> [Work to do]: Begin at the line that contains "job: trace every instance of the man's right" and repeat every line from there to the end of the records below, inclusive, without adding any other line.

☆ ☆ ☆ ☆ ☆ ☆ ☆

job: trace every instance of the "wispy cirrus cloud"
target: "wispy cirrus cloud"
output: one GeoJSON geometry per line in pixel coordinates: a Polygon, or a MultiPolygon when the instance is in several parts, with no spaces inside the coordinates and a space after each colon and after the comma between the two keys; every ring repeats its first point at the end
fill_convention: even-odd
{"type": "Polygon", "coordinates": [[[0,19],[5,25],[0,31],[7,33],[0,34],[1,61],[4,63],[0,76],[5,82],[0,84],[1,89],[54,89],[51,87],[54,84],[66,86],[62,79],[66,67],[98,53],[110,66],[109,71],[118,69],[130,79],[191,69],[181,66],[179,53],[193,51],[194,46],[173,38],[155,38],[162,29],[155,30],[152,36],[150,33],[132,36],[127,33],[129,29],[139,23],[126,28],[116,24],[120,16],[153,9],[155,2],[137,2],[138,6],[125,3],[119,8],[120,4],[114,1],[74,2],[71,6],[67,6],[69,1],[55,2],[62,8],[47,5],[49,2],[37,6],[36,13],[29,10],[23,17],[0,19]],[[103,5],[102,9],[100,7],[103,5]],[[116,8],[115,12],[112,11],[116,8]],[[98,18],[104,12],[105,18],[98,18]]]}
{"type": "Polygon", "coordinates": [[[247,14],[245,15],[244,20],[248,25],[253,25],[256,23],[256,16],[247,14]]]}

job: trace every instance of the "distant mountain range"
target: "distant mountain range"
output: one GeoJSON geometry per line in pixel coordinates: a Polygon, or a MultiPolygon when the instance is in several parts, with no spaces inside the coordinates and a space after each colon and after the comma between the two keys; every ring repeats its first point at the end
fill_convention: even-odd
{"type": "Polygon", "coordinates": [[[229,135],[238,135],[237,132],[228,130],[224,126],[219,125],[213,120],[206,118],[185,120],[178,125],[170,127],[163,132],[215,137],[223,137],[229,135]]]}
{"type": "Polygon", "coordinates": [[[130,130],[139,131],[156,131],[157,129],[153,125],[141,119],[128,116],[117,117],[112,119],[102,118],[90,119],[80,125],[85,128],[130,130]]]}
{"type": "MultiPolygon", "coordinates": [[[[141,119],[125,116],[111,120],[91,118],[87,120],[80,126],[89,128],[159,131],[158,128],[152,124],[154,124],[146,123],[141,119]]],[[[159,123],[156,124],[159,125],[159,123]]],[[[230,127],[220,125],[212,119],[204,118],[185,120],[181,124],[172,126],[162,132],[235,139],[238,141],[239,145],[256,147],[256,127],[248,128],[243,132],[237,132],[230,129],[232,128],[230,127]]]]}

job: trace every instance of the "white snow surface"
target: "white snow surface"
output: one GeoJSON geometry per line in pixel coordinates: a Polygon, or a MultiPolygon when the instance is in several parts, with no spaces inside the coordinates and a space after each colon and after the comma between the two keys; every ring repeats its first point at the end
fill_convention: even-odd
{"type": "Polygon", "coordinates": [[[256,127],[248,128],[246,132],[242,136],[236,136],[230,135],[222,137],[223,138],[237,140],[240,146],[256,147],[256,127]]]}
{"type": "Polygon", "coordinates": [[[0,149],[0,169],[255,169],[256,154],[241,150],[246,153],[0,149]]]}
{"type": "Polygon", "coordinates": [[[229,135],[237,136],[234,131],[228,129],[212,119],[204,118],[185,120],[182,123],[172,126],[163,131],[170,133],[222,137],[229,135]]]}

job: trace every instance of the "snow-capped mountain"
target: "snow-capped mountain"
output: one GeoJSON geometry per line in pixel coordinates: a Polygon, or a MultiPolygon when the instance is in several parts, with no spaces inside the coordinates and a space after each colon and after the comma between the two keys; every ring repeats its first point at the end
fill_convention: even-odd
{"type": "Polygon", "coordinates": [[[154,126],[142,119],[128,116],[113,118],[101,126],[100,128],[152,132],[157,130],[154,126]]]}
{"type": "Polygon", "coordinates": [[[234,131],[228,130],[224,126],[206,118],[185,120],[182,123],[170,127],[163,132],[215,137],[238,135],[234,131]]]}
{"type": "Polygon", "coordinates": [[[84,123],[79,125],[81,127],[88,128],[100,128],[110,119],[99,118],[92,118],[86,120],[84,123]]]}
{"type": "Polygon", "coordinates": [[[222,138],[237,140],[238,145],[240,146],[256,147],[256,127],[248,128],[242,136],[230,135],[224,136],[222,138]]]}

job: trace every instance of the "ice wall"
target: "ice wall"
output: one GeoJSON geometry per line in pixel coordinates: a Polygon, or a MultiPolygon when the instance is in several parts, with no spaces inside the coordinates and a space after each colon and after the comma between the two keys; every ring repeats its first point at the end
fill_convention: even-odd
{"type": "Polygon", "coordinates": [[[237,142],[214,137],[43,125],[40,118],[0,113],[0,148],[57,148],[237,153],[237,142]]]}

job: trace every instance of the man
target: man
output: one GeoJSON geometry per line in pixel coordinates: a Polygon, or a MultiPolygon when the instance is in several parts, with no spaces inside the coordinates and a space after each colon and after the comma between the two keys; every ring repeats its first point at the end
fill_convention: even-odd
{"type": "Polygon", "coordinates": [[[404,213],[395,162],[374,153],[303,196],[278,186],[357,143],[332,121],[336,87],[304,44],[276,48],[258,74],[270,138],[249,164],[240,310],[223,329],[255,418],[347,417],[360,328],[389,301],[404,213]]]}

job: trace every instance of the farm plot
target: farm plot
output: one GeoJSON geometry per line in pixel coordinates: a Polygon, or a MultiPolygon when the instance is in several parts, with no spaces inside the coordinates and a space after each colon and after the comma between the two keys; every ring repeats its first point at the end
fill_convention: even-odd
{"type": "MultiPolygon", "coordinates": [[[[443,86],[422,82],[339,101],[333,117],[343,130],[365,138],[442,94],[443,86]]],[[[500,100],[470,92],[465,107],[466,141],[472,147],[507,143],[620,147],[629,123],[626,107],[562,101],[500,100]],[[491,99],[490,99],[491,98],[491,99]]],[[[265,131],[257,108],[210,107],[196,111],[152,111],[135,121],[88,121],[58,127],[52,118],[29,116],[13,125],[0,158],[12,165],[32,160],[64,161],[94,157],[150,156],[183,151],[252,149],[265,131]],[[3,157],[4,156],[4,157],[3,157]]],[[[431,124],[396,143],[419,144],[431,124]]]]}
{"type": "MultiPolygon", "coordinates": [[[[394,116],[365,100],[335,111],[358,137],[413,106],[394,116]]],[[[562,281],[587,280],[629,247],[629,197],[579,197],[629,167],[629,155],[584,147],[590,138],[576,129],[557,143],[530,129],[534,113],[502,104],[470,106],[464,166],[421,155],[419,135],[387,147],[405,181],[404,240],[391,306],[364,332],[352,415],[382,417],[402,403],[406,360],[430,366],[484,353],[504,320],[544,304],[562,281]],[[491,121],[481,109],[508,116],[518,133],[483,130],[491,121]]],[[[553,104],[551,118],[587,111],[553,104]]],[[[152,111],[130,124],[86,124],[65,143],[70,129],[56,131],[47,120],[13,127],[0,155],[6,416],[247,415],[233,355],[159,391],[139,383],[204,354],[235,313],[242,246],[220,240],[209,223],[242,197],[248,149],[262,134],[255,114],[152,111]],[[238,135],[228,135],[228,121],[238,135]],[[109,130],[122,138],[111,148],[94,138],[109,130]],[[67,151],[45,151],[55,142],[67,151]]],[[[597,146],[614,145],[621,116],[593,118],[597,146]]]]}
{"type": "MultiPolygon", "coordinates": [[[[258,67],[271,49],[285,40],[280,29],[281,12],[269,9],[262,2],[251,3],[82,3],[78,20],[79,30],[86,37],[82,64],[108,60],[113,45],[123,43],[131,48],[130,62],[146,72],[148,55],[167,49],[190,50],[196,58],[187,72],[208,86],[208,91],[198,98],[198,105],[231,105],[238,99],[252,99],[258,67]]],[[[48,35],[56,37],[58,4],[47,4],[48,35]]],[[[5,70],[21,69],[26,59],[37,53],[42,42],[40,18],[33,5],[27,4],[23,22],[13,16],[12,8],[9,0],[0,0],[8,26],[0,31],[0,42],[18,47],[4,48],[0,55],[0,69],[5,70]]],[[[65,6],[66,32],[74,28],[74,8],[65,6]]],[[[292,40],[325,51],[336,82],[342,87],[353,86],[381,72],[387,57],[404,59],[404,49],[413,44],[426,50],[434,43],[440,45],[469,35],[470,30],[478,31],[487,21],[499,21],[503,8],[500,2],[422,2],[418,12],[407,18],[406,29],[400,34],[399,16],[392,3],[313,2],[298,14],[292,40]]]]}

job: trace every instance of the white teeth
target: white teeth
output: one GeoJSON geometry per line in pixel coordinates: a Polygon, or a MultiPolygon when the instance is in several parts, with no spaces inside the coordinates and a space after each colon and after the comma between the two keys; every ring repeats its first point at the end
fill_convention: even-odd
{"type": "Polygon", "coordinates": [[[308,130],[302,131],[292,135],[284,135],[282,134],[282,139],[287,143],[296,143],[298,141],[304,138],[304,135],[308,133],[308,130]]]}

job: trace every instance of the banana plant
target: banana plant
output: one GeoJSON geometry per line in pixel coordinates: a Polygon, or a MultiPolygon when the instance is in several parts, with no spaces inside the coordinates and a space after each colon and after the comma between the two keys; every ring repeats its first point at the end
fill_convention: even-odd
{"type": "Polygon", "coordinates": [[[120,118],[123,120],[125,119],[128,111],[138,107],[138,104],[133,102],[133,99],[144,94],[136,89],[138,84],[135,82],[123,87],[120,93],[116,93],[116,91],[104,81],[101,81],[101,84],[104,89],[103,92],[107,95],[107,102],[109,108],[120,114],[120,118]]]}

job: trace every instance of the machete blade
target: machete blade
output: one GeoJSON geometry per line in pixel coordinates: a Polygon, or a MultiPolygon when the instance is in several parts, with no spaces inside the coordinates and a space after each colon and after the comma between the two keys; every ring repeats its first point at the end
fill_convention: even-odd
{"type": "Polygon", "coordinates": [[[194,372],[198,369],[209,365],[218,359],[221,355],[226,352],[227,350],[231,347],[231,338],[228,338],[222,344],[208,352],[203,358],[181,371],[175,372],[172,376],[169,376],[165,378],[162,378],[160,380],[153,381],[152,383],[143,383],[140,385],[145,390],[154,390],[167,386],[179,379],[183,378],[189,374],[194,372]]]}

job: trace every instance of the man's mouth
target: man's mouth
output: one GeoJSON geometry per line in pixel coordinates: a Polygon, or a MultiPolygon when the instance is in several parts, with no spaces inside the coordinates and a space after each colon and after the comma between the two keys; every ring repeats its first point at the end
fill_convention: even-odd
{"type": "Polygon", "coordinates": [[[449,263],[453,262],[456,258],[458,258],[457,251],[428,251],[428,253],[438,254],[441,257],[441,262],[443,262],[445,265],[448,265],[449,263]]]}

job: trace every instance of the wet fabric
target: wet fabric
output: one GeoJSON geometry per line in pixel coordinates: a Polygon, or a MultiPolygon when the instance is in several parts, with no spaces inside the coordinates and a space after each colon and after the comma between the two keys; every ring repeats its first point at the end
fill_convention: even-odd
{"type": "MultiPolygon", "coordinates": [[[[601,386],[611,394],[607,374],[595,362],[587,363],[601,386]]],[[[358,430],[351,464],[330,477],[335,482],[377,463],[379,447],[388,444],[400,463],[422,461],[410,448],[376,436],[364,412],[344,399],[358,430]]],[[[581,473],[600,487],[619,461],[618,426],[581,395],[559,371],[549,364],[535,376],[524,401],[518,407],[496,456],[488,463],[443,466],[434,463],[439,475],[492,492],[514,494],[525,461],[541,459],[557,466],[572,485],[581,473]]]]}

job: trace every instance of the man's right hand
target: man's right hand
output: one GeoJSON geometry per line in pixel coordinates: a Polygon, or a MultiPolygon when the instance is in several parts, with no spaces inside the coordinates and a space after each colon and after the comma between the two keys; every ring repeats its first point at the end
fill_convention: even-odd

☆ ☆ ☆ ☆ ☆ ☆ ☆

> [Task result]:
job: trace every instance of the man's right hand
target: man's right hand
output: one GeoJSON geometry per line in pixel coordinates: a Polygon, or a MultiPolygon when the instance is in several parts, with no spaces inside the coordinates and a space after each colon and after the comma between the two keys; every ring repeats its first point at the end
fill_convention: even-odd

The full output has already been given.